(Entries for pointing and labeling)
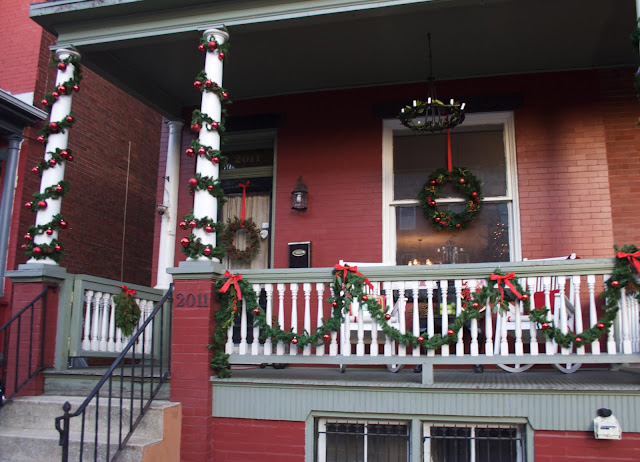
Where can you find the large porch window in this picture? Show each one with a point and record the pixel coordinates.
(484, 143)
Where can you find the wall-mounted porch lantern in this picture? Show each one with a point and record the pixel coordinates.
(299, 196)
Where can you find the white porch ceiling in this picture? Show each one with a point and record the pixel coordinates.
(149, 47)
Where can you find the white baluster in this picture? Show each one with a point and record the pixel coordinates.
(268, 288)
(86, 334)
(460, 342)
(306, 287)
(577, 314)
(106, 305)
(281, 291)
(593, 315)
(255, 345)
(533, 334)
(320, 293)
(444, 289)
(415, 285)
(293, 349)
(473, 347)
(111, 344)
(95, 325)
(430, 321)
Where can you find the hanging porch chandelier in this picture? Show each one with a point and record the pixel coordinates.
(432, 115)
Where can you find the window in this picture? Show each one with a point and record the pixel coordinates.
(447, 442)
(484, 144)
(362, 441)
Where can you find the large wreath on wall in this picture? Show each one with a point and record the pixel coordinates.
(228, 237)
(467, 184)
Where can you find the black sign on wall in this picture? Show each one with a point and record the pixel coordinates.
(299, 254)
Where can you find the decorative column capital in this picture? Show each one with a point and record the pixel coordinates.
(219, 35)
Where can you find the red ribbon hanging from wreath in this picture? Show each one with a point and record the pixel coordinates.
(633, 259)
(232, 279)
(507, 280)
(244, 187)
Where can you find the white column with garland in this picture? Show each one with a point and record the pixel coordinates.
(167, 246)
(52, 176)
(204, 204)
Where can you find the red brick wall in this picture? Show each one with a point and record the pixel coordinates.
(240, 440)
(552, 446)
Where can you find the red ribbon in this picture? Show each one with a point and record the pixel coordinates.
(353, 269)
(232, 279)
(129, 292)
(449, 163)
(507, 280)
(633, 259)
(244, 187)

* * *

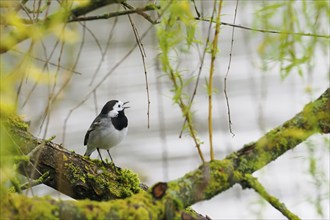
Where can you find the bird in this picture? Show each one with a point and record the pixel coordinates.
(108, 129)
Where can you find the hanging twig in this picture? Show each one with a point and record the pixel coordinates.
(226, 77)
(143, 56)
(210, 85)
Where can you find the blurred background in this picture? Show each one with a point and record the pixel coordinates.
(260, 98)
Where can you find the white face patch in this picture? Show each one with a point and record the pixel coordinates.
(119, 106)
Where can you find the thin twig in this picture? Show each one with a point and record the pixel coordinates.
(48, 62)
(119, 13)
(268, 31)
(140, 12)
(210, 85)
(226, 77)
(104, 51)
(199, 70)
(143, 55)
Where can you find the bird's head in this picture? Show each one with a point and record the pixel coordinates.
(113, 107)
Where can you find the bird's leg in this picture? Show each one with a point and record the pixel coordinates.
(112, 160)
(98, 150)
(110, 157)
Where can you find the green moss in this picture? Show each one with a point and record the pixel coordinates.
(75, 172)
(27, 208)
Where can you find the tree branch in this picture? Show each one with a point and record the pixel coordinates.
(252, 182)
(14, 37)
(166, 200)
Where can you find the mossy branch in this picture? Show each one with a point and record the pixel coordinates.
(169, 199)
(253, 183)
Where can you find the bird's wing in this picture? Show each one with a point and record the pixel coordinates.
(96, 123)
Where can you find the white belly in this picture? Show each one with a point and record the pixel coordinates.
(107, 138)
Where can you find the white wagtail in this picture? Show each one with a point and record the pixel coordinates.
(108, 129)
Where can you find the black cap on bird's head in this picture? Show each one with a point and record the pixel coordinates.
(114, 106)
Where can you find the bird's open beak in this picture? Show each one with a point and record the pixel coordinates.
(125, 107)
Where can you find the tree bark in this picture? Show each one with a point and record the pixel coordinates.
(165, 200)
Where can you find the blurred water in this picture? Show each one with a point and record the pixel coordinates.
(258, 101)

...

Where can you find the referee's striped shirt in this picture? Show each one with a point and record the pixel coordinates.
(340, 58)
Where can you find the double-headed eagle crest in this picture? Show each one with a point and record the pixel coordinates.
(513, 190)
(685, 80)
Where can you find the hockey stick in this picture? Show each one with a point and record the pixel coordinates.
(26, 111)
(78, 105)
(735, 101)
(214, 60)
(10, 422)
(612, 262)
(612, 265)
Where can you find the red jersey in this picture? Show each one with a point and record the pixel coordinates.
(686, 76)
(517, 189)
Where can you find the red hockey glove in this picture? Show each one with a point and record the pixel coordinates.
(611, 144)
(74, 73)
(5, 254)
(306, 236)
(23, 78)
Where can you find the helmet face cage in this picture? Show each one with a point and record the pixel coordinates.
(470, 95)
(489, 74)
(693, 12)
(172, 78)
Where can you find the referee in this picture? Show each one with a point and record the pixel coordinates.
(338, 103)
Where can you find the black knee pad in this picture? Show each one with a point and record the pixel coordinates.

GOAL → Which lines in the listing above contain the word "ribbon"? List each of them in full.

CORRECT RESULT →
Where can you find the red ribbon hanging from wreath in this picture? Show each one with a point and record the pixel coordinates.
Where can you find the red ribbon in this picture? Show each one with a point and record the pixel coordinates.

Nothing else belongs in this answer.